Objective
Copy the records below word for word, leaving out the pictures.

[Coordinate annotation records]
# # # # #

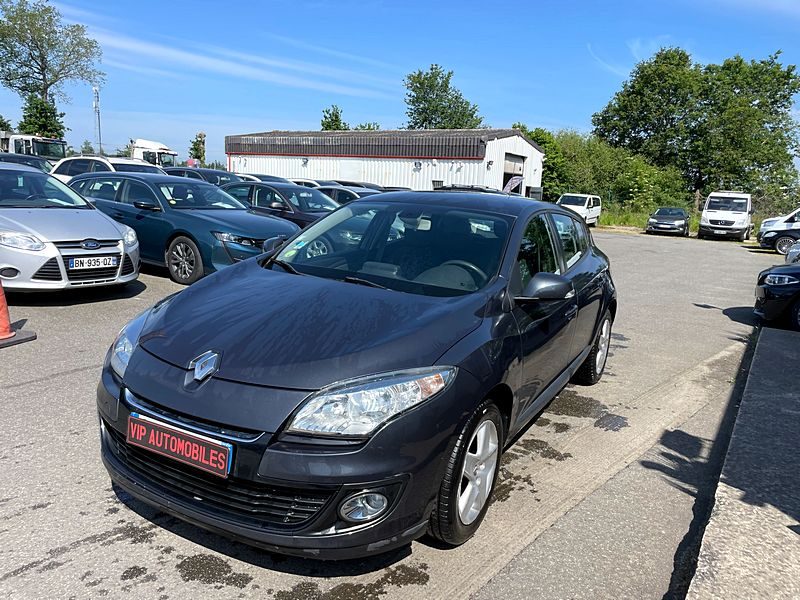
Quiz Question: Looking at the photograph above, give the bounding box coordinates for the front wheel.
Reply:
[428,400,503,546]
[775,235,797,256]
[167,236,203,285]
[572,311,613,385]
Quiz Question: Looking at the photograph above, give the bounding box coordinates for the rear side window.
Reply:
[553,214,588,269]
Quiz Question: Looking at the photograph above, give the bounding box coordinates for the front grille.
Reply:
[63,254,122,281]
[31,258,61,281]
[53,240,119,250]
[105,423,335,527]
[120,254,133,276]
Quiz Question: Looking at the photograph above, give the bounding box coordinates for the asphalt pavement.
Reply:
[0,232,780,600]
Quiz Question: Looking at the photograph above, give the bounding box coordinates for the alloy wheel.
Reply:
[169,243,196,280]
[458,419,499,525]
[594,319,611,373]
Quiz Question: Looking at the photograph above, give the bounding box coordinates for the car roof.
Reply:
[0,161,42,173]
[356,191,556,217]
[69,171,216,187]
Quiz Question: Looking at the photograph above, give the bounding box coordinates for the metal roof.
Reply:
[225,129,544,159]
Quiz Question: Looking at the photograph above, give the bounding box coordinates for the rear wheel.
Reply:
[775,235,797,256]
[167,236,203,285]
[572,311,613,385]
[428,399,503,546]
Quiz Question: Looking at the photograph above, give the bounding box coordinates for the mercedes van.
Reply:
[697,192,753,242]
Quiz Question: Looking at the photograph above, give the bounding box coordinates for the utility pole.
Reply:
[92,86,103,155]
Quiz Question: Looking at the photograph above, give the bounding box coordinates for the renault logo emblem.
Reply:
[189,350,219,381]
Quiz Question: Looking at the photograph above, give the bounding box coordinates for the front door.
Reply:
[509,213,577,419]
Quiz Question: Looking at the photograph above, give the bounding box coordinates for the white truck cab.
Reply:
[556,194,603,225]
[697,191,753,242]
[131,138,178,168]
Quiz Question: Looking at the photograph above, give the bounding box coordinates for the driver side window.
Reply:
[510,214,559,295]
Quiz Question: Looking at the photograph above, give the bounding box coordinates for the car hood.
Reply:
[0,208,122,241]
[181,208,299,238]
[139,259,486,390]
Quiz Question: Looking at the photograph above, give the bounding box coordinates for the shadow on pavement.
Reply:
[6,280,147,306]
[641,328,758,600]
[113,485,411,578]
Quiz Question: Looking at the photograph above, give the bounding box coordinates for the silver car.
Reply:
[0,163,139,290]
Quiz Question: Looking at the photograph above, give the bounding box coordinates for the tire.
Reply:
[166,235,204,285]
[306,238,333,258]
[428,399,504,546]
[572,311,614,385]
[774,235,797,256]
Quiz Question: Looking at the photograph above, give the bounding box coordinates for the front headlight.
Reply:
[213,231,256,246]
[288,367,457,436]
[0,231,46,250]
[764,274,800,285]
[122,227,139,248]
[109,309,151,379]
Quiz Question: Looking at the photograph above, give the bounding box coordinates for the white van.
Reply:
[697,191,753,242]
[556,194,603,225]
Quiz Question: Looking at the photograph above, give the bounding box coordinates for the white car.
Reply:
[556,194,603,225]
[50,156,166,183]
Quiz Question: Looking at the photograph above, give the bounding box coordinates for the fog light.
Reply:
[339,492,389,523]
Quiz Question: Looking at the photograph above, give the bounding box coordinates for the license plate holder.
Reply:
[67,256,119,271]
[126,412,233,479]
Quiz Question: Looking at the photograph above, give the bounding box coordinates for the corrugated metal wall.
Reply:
[228,137,542,190]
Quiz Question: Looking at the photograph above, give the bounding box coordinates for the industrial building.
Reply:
[225,129,544,198]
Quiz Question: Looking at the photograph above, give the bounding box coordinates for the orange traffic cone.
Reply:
[0,281,36,348]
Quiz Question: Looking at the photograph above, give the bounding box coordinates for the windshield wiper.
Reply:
[269,258,302,275]
[342,275,389,290]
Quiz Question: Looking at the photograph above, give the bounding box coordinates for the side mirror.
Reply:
[515,273,575,301]
[261,235,287,252]
[133,200,161,212]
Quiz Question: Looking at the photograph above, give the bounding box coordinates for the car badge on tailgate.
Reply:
[189,350,219,381]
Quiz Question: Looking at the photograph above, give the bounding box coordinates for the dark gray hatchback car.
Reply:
[97,192,617,558]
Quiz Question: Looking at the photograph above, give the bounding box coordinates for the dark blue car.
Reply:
[69,173,299,285]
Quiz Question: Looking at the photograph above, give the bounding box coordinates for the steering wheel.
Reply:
[439,260,489,282]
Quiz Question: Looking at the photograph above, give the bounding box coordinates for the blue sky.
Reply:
[0,0,800,160]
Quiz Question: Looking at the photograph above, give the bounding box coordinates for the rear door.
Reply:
[551,213,603,360]
[509,213,577,420]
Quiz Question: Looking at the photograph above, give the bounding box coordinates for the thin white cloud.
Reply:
[586,44,630,79]
[92,28,391,98]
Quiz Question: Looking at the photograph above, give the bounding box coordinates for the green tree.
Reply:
[17,94,67,138]
[512,123,567,202]
[189,131,206,165]
[80,140,95,154]
[0,0,105,100]
[320,104,350,131]
[403,64,484,129]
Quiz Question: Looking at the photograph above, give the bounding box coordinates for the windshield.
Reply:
[33,140,66,160]
[0,170,91,209]
[276,201,513,296]
[558,196,586,206]
[158,181,247,210]
[281,188,339,212]
[654,208,686,217]
[706,196,748,212]
[111,163,164,175]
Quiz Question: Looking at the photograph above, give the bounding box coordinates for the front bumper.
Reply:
[0,241,141,291]
[97,366,474,559]
[698,225,749,237]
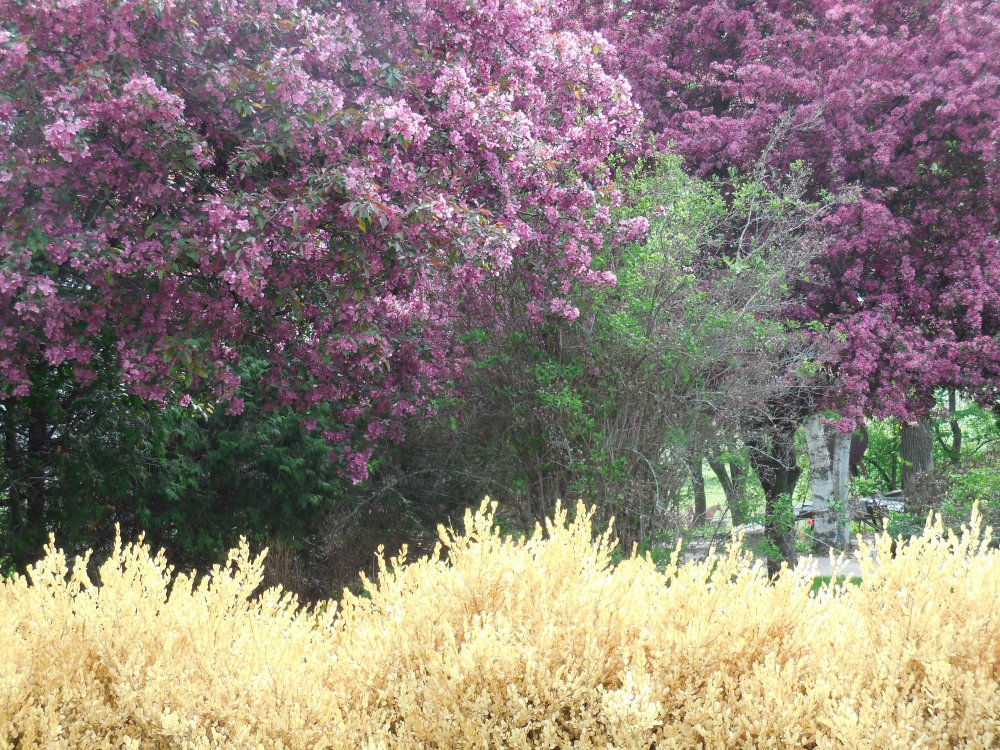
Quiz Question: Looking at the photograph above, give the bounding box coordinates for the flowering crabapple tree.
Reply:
[0,0,639,489]
[565,0,1000,560]
[567,0,1000,428]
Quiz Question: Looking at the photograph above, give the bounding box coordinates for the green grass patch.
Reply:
[812,576,861,594]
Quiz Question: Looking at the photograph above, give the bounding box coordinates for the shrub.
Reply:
[0,503,1000,749]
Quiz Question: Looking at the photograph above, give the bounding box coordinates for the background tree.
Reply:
[414,156,825,547]
[565,0,1000,494]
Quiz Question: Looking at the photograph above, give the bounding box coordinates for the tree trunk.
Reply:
[708,457,747,526]
[688,456,707,526]
[948,388,962,467]
[899,417,934,495]
[805,414,851,554]
[747,425,802,578]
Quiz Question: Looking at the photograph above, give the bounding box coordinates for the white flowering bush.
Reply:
[0,503,1000,750]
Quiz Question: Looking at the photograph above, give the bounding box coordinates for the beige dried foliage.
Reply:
[0,503,1000,750]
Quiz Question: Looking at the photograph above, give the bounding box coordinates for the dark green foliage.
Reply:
[0,363,343,567]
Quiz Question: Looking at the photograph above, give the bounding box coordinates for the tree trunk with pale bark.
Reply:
[899,417,934,495]
[805,414,851,553]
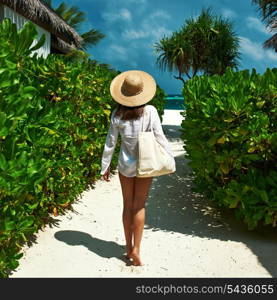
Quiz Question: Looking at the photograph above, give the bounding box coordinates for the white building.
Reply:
[0,0,82,57]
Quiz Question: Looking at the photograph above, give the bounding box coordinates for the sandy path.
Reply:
[10,110,277,277]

# # # # #

Answer to the exercise
Quiz Question: Looking at the photograph above, give the bounding box coordinates for the front wheel.
Reply:
[428,400,503,546]
[775,235,797,256]
[167,236,203,285]
[572,311,613,385]
Quiz Question: Looking at the photograph above, give the bounding box coordinates for the rear side window.
Reply:
[553,214,588,269]
Quiz Question: Looking at the photograph above, give the bounding box coordinates for the front grille.
Reply:
[63,254,122,281]
[31,258,61,281]
[53,240,119,250]
[105,423,335,527]
[120,254,133,276]
Quiz Question: Looking at the photograph above, give the bounding box coordinates for the asphalt pavement.
Reply:
[0,232,780,600]
Quiz Question: Looking at the photograph above, give the bounding box coordinates for the alloy wheel.
Reply:
[169,243,196,280]
[458,419,499,525]
[594,319,611,373]
Quiz Question: Looking at the photograph above, give the bounding box coordinates for the car roof.
Reply:
[0,161,42,173]
[356,191,556,217]
[69,171,216,187]
Quiz Question: Looking at the photograph above, give the bounding box coordinates for the metal roof.
Reply:
[225,129,544,159]
Quiz Question: Looking at the photograph above, give the bounding box coordinates for the rear wheel.
Reply:
[775,235,797,256]
[167,236,203,285]
[572,311,613,385]
[428,399,503,546]
Quiz Question: Looking at the photograph above, give the bounding box coordinates for the mercedes van.
Reply:
[697,192,753,242]
Quiz Question: Looking at the photograph above, give the bounding box coordinates for the utility pole.
Reply:
[92,86,103,155]
Quiz Question: Looking at the photograph above, give the bounding box coordinates for the renault logo emblem.
Reply:
[189,350,219,381]
Quiz Question: Looking at the photograph above, give the bounding box coordinates for the front door.
Reply:
[509,213,577,419]
Quiz Question: Looking at the photograph above, give the bounding box coordinates for the white truck cab.
Reply:
[556,194,603,225]
[697,191,753,242]
[131,138,178,168]
Quiz Question: Looking at the photograph above, give the bounding box coordinates for the driver side window.
Reply:
[510,214,559,295]
Quiz Question: Looking at the photograph above, give the bounding box coordinates for the car hood.
Reply:
[0,208,122,241]
[181,208,299,238]
[139,259,486,390]
Quiz Question: Looking at the photograph above, give the bounding box coordinates for the shadow on pavement.
Reply:
[6,280,147,306]
[641,328,758,600]
[113,485,411,578]
Quiz Question: Looking at the photograph above, give the bounding box coordinates for the silver car.
Reply:
[0,163,139,290]
Quiz Question: Looking at the photograph above, give the bounding box coordinates for the tire.
Reply:
[166,235,204,285]
[306,238,333,258]
[428,399,504,546]
[572,311,614,385]
[774,235,797,256]
Quiz Question: Looking at the photograph above, give the bounding box coordinates for the front headlight.
Reply:
[213,231,256,246]
[288,367,457,436]
[0,231,46,250]
[764,274,800,285]
[122,227,139,248]
[109,309,151,379]
Quiz Question: Looking at the photograph above, give the bounding box coordinates for the white van.
Reply:
[697,191,753,242]
[556,194,603,225]
Quiz Question: Looking at the photograph above, give the bounding box coordinates for the white car.
Reply:
[556,194,603,225]
[50,156,166,183]
Quiz Question: Looking at the photograph above, give the bounding box coordinates for the fog light.
Reply:
[339,492,389,523]
Quiz Question: Looking at the photograph above, give the bounding box coordinates for the license plate holder.
Reply:
[67,256,119,271]
[126,412,233,479]
Quiz Question: Looking at the photograph above, give the bounding box coordinates for the corrugated metal wall.
Reply:
[228,137,542,190]
Quiz Question: Looking at the photograph above, give the bounding box coordinates for the industrial building.
Reply:
[225,129,544,198]
Quiz Question: Looking at the photograph above, give the bounding box coordinates for the orange traffic cone.
Reply:
[0,281,36,348]
Quiz Question: Looking at the photograph above, give the bounding box coordinates for the windshield wiper.
Reply:
[269,258,302,275]
[342,275,389,290]
Quiz Question: Looking at the photograph above, give the bounding box coordinates for the side mirror.
Reply:
[515,273,575,301]
[261,235,287,252]
[133,200,161,212]
Quiz Question: Looking at the photograph above, give the bounding box coordinates for the car badge on tailgate.
Reply:
[189,350,219,381]
Quiz Question: Looking at the photograph above, give the bounding box coordinates for the dark gray hatchback car.
Reply:
[97,192,617,558]
Quiz Question: Looking at the photograph above, give the bounding box coordinates for the dark blue car.
Reply:
[69,173,299,285]
Quiz Question: Looking at the photograph above, give the bounding box coordinates for the steering wheel.
Reply:
[439,260,489,282]
Quiz Question: Looking at the photograph above, give the bounding box coordinates for the blue sky.
Reply:
[0,0,800,160]
Quiz Question: Looking at the photograph above, give the bounding box coordinates for the rear door.
Reply:
[551,213,603,360]
[509,213,577,420]
Quiz Question: Looking at the photograph above, give the bounding box coordinates for the thin white cloud.
Reply:
[586,44,630,79]
[92,28,391,98]
Quiz Question: Looking at the photograph above, give the bounding box coordinates for the green tree.
Reply:
[17,94,67,138]
[512,123,567,202]
[189,131,206,165]
[80,140,95,154]
[0,0,105,100]
[320,104,350,131]
[403,64,484,129]
Quiz Question: Looking at the photograph above, give the bounding box coordinates for the windshield.
Reply:
[33,140,66,160]
[0,170,91,209]
[276,201,513,296]
[558,196,586,206]
[158,181,247,210]
[281,188,339,212]
[654,208,686,217]
[706,196,748,212]
[111,163,164,175]
Quiz Question: Looking at the photograph above, give the bounding box coordinates for the front bumper.
Reply:
[0,241,141,291]
[97,366,474,559]
[698,225,749,237]
Quiz Question: Looking at the photograph above, give the bounding box coordinates for the flowering crabapple tree.
Reply:
[0,0,639,489]
[565,0,1000,560]
[567,0,1000,428]
Quiz Question: Looking at the photograph above, give the bounding box coordinates for the green grass patch.
Reply:
[812,576,861,594]
Quiz Question: Looking at the photograph above, give the bounding box coordinates for the shrub.
Reply:
[0,503,1000,749]
Quiz Question: Looking at the photograph above, give the bounding box coordinates for the background tree.
Reply:
[414,156,825,547]
[565,0,1000,494]
Quiz Question: Looking at the photograph above, give the bounding box coordinates for the tree trunk.
Reply:
[708,457,747,526]
[688,456,707,526]
[948,388,962,467]
[899,417,934,495]
[805,414,851,554]
[747,425,802,578]
Quiz Question: Looking at the photograph above, give the bounding box coordinates for the white flowering bush.
Reply:
[0,503,1000,750]
Quiz Question: Looking at the photograph above, give the bounding box coordinates for the beige dried foliage.
Reply:
[0,503,1000,750]
Quiz Question: Looking at the photograph above, give the bounding box coordinates for the dark green foliage.
Reply:
[0,363,343,567]
Quiz Question: Looking at the photograph above, give the bounding box coordinates for the tree trunk with pale bark.
Reply:
[899,417,934,495]
[805,414,851,553]
Quiz Question: Looking at the photograph above, give the bounding box coordinates for the white building.
Reply:
[0,0,82,57]
Quiz Question: Looking at the photograph above, give the bounding box coordinates for the sandy path.
Reply:
[10,110,277,277]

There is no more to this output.